Problem to work on:
Reproduce the listing below exactly. Pictures do not belong in the copy.

(Object pointing dataset rows)

########################################

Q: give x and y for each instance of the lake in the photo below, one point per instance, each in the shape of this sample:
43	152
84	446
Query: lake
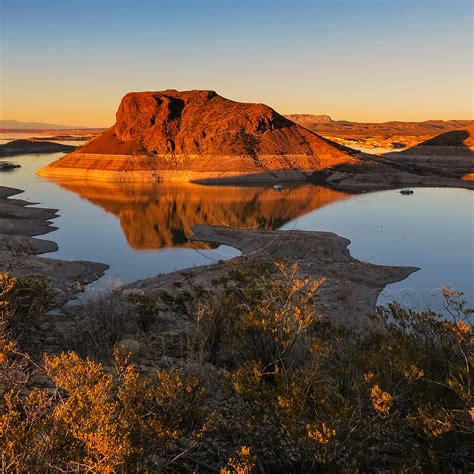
142	230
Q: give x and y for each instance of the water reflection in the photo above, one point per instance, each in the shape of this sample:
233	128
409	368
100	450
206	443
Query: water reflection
154	216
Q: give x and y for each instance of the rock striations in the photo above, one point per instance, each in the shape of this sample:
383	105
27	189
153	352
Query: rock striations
199	135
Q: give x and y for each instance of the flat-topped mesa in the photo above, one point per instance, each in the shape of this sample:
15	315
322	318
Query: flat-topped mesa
192	135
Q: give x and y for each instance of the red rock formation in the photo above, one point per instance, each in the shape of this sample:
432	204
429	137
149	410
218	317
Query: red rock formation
194	134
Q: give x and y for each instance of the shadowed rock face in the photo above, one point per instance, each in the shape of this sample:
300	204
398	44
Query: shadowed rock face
197	131
157	216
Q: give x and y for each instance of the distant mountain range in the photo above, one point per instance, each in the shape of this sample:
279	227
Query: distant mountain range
323	124
17	125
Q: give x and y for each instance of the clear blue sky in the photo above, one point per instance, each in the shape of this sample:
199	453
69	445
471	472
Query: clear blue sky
70	61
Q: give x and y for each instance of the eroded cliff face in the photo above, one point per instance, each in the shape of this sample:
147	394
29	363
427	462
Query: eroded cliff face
201	132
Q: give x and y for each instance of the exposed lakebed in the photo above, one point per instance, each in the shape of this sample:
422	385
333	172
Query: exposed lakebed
141	230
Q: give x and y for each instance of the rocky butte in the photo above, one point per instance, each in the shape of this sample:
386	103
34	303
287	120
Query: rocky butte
199	135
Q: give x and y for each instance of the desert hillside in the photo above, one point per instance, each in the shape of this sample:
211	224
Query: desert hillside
171	135
393	134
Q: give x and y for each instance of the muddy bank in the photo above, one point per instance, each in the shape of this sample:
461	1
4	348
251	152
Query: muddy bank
348	295
19	250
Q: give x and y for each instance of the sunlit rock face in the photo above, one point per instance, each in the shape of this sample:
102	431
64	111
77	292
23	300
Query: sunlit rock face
156	216
171	135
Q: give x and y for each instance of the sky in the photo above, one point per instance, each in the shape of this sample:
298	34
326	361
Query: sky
71	61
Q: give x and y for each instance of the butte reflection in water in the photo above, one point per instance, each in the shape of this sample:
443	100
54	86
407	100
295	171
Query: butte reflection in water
154	216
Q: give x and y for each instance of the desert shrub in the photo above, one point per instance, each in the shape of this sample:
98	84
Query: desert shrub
316	397
251	315
23	302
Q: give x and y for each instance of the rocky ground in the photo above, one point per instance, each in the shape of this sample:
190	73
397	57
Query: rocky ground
348	295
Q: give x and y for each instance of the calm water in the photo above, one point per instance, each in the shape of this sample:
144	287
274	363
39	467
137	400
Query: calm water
142	230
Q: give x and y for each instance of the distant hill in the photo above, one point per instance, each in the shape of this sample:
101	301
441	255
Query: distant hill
394	134
323	124
22	147
17	125
171	135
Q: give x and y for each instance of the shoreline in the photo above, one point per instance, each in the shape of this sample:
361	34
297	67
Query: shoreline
372	173
351	291
19	249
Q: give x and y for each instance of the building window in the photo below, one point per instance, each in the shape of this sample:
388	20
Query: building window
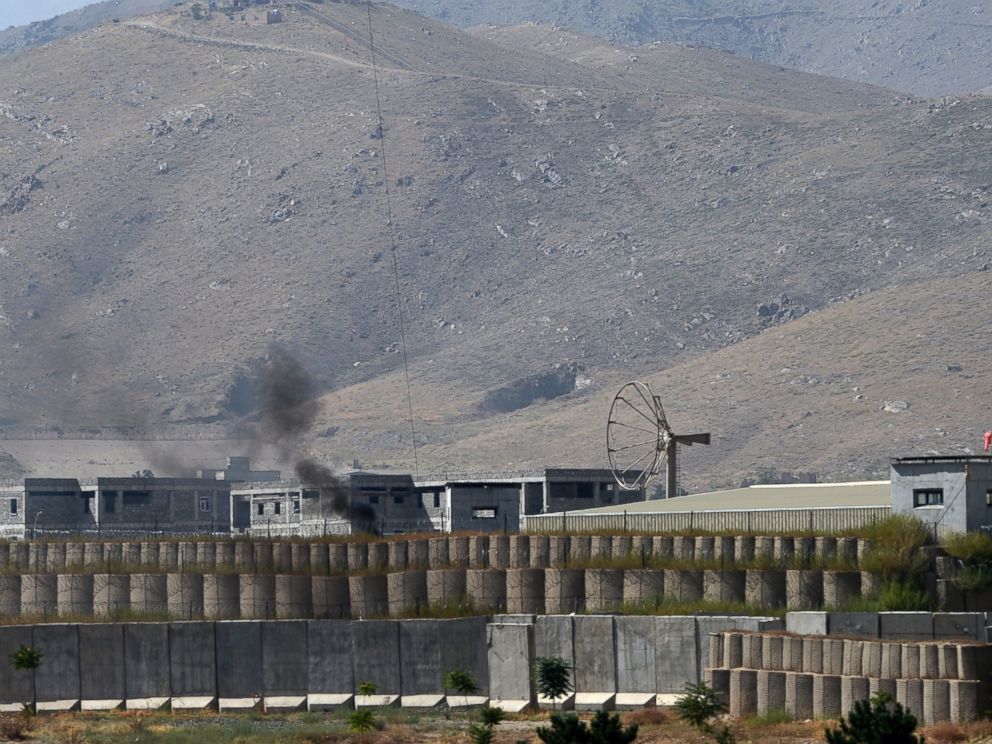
928	497
137	498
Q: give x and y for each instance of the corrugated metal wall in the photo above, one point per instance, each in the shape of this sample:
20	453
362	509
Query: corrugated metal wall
762	521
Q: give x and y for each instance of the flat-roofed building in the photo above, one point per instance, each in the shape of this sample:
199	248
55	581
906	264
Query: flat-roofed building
949	493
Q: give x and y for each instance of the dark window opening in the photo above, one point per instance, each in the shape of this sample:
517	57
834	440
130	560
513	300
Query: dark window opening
928	497
137	498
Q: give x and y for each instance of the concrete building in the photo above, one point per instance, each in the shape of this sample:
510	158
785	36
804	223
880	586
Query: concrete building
951	493
450	502
379	502
498	501
114	506
239	470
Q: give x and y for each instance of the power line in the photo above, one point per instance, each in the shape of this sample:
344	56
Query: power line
392	242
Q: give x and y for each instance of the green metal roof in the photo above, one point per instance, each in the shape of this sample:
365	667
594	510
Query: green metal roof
791	496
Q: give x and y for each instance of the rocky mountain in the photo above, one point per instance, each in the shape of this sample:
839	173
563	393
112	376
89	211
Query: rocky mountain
925	47
17	38
181	197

########################################

Solution to this problem:
Q: give x and y for each instance of the lake in the photo below, one point per instance, each in the shape of this sample:
43	152
84	446
Query: lake
142	230
Q: give x and y for each instance of the water reflection in the photo above, one point per instance, each in the shape of this sample:
233	128
409	368
100	450
206	443
Query: water reflection
154	216
Q: give x and y for each instance of the rock striations in the photo above, one point per instance, each in the shape of this sample:
383	105
27	189
153	352
Query: rock striations
199	135
Q: give x and y for each instance of the flat-topped mesa in the photo above, one point per instance, each in the shape of this sample:
15	315
322	318
Query: flat-topped mesa
192	135
Q: give x and y for each instance of the red rock formation in the photo above, one point per instance, each in the shape of this sample:
432	204
429	137
149	410
218	317
Query: red rock formation
194	134
Q: give x and y for each instance of the shadowed rock face in the photo above, one point per instance, each in the shape of this sample:
300	204
398	44
Query: shadowed rock face
197	131
157	216
Q: give x and y for each instance of the distant mountain range in the photo above, one point per instance, each in the shape of this sample:
279	227
Query: distant mountain range
323	124
17	125
Q: give x and y for each instance of the clear blue sky in the photo above, one point per instance, each in the shape of this sample:
199	453
69	445
471	472
Query: clear blue sky
70	61
Q: give x and y for each instance of the eroded cliff face in the photo above, one point per instance, each in the shape of this sample:
147	394
29	363
427	462
Query: eroded cliff face
201	132
Q: give x and y for each instance of the exposed lakebed in the photo above, one point per instance, each in the shape of this sample:
422	385
333	172
Query: exposed lakebed
141	230
Q: give x and y for each instance of the rocky butte in the photo above, one point per instance, each in the shape of this sample:
386	103
34	303
287	120
Query: rocky butte
199	135
Q: give x and y for each instance of the desert hillside in the photo above, one point per instance, each in the shape of this sample:
211	224
Query: desert hillside
171	135
393	134
Q: give x and y for each instance of the muddy bank in the photo above, one point per instance, each in the shape of this sample:
461	1
4	348
251	152
Query: muddy bank
348	295
19	250
Q: give x and y for each instance of the sunlit rock face in the photo above, one point per instance, each in the shape of this sample:
102	431
64	111
77	292
23	300
Query: sunlit rock face
156	216
171	135
Q: give x and y for each instance of the sky in the photo above, one point per instance, each in the shape of this sample:
298	34
326	361
Query: sky
71	61
Q: give x and y for each instance of the butte reflection in water in the photo above, one point per instance, each in the shape of this sample:
443	100
54	86
407	100
295	171
Query: butte reflection in water
154	216
Q: give x and y for each instance of the desert shrub in the photo above, one point per instance, each in the shape of this sample:
98	84
Query: desert shrub
316	397
251	315
23	302
Q: give x and y for each instance of the rocky ground in the photo above, one point per instance, each in the shape of this sample:
190	73
397	57
Query: rocky ground
348	295
Q: give x and y for each instance of the calm water in the photo above, one point per instance, each in the shape of this sample:
144	287
274	363
39	467
137	400
Query: calm water
142	230
Q: give x and y for each instance of the distant hill in the photo above, one point per instance, each in the shape of this sample:
101	301
441	255
Query: distant hill
394	134
323	124
22	147
17	125
171	135
Q: give x and y for each instance of the shoreline in the photo above, one point per instance, each in the shape of this sample:
361	34
297	67
Query: shoreline
372	173
351	291
19	249
Q: give x and y for each instance of the building window in the photo below, one point per instance, each in the shape of this sample:
388	20
Query: building window
928	497
137	498
Q: give x and y for each instance of the corrugated metal wall in the photo above, one point per instance, each in the shape of this sample:
20	453
362	509
Query: corrugated metal wall
762	521
Q: give x and y for each instance of the flat-roofed building in the photo above, one point per instance, each in the shape of this sample:
199	248
55	581
906	264
Query: flat-roofed building
949	493
Q: give x and y for each instance of the dark window opening in the photo above, one point per instance, each in the shape of this sample:
517	57
834	440
130	560
513	300
Query: dark window opening
928	497
137	498
Q: give x and y for each instance of the concrete building in the photo above, one point per instance, each in the shape of this sample:
510	158
785	36
804	223
880	586
Query: concrete building
951	493
450	502
379	502
498	501
114	506
239	470
Q: give x and y for each instance of the power line in the photo above, one point per instance, each in the shape of this sample:
344	56
Query: power line
392	242
Q: give x and y for each instance of the green metal roof in the photo above, one point per instance, each in the shape of this sample:
365	667
594	510
Query: green metal roof
791	496
Q: give x and y for each instance of the rocky mountain in the photo above, one point per instance, each in the shape of this sample:
839	173
563	393
112	376
89	211
Query: rocky mountain
925	47
17	38
181	197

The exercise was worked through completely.